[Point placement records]

---*---

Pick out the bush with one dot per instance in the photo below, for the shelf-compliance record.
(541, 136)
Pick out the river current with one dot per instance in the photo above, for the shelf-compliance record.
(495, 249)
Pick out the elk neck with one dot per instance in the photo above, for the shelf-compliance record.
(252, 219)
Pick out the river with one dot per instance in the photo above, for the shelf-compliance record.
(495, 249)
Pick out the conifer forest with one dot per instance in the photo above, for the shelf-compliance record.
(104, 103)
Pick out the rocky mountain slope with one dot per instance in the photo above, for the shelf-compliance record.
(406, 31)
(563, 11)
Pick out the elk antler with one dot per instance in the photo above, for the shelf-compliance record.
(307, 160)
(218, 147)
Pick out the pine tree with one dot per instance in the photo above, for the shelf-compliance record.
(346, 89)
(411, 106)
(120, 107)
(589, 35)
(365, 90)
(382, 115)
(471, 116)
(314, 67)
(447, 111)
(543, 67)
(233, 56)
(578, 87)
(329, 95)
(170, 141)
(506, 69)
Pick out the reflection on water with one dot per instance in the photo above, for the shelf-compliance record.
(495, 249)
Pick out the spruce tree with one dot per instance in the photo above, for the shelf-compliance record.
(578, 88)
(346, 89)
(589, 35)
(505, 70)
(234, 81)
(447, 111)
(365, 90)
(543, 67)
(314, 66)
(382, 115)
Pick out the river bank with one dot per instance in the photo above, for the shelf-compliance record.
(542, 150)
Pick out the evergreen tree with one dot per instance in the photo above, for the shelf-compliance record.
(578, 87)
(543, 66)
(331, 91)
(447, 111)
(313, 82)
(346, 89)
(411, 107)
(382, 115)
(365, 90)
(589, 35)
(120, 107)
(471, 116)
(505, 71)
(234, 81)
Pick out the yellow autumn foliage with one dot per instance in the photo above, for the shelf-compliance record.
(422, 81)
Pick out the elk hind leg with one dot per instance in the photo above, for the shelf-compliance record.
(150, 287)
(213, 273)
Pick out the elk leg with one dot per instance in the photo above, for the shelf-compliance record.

---*---

## Stated problem
Reproduce the point placement listing above word for word, keeping every line in its original order.

## Solution for this problem
Pick out the bush with one dot per instance in the photo below, for the shelf-compliance record.
(541, 136)
Pick out the river current with one dot per instance in the photo above, for the shelf-compliance record.
(495, 249)
Pick out the elk neck with one dot per instance in the photo above, for the shelf-compliance record.
(252, 219)
Pick out the river with one dot per instance in the photo above, for the shelf-compliance record.
(495, 249)
Pick out the conifer forest with one dot per instance in the photo above, for the shelf-compliance record.
(104, 103)
Pick out the rocky mountain slope with one dot per instance in the photo above, for the shelf-compliance record.
(406, 31)
(563, 11)
Pick out the elk antler with one dot per instance in the photo above, for the shelf-compliance record.
(307, 160)
(218, 147)
Pick out the pine tree with one dot per instance in the photo above, for the shelf-compliance record.
(346, 89)
(411, 106)
(120, 107)
(589, 35)
(365, 90)
(382, 115)
(471, 116)
(314, 67)
(447, 111)
(543, 67)
(233, 56)
(578, 87)
(329, 95)
(170, 141)
(506, 69)
Pick out the reflection on water with one dot per instance in the photo above, for the shelf-compliance record.
(495, 249)
Pick out the spruce tree with one dot per instance in the photo above, for the shelf-compliance record.
(578, 88)
(346, 89)
(589, 35)
(505, 70)
(234, 81)
(447, 111)
(365, 90)
(543, 67)
(314, 66)
(382, 115)
Pick out the river bank with one dot per instance in the photo above, for the shelf-compliance record.
(542, 150)
Pick out the evergreen tree with one dot per instance in the photo above, for the shelf-compliance record.
(578, 87)
(543, 66)
(331, 91)
(447, 111)
(313, 82)
(346, 89)
(411, 107)
(382, 115)
(365, 90)
(589, 35)
(120, 107)
(471, 116)
(505, 71)
(234, 81)
Pick out the yellow autumn foliage with one dot per instance in the photo above, for the shelf-compliance record.
(422, 81)
Pick out the elk hind leg with one dot per instance in the photo above, for the shelf-compliance record.
(150, 287)
(213, 273)
Pick out the elk leg with one dot per instance in the photo above, for the shelf-compliance record.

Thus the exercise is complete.